***** INPUT MATERIAL
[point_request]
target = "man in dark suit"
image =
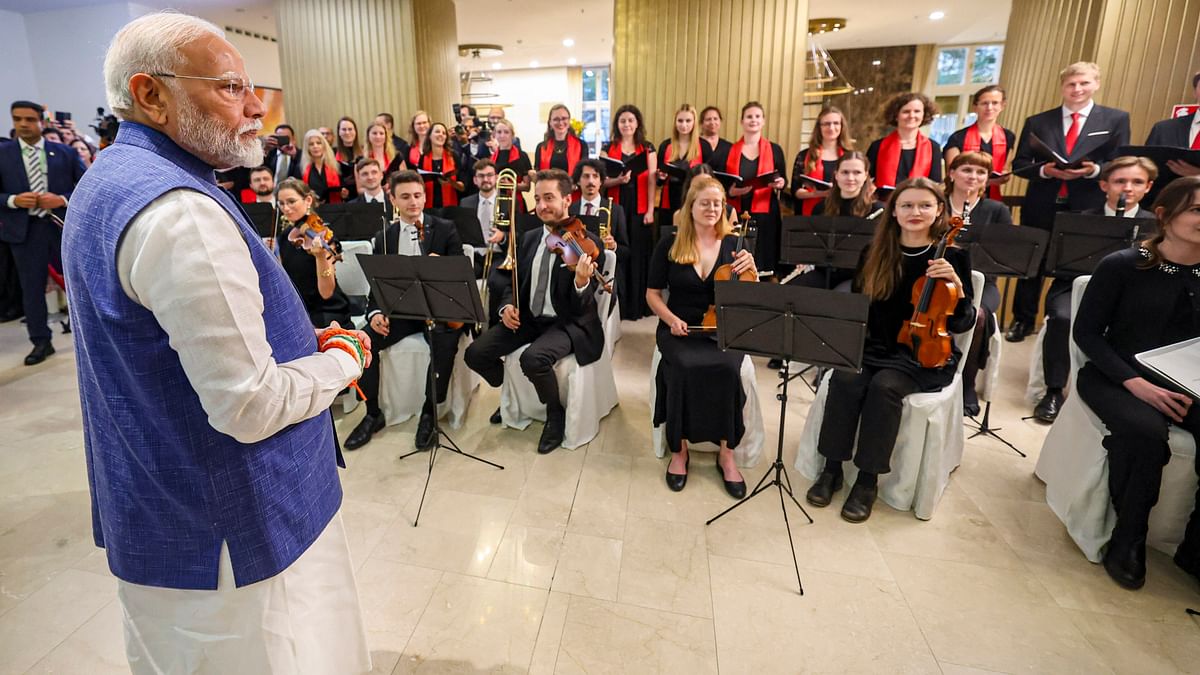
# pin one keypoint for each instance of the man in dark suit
(369, 175)
(283, 160)
(553, 310)
(414, 233)
(1078, 130)
(36, 180)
**********
• [SHORT EXERCISE]
Present the records above as a numbered list with one line per item, dropping blank lines and leaving out the pictures.

• [TASK ANSWER]
1. [point_request]
2. target = "man in dark suit"
3. image =
4. # pin one keypoint for each instance of the man in dark suit
5. (369, 175)
6. (283, 160)
7. (553, 310)
8. (414, 233)
9. (1078, 130)
10. (36, 180)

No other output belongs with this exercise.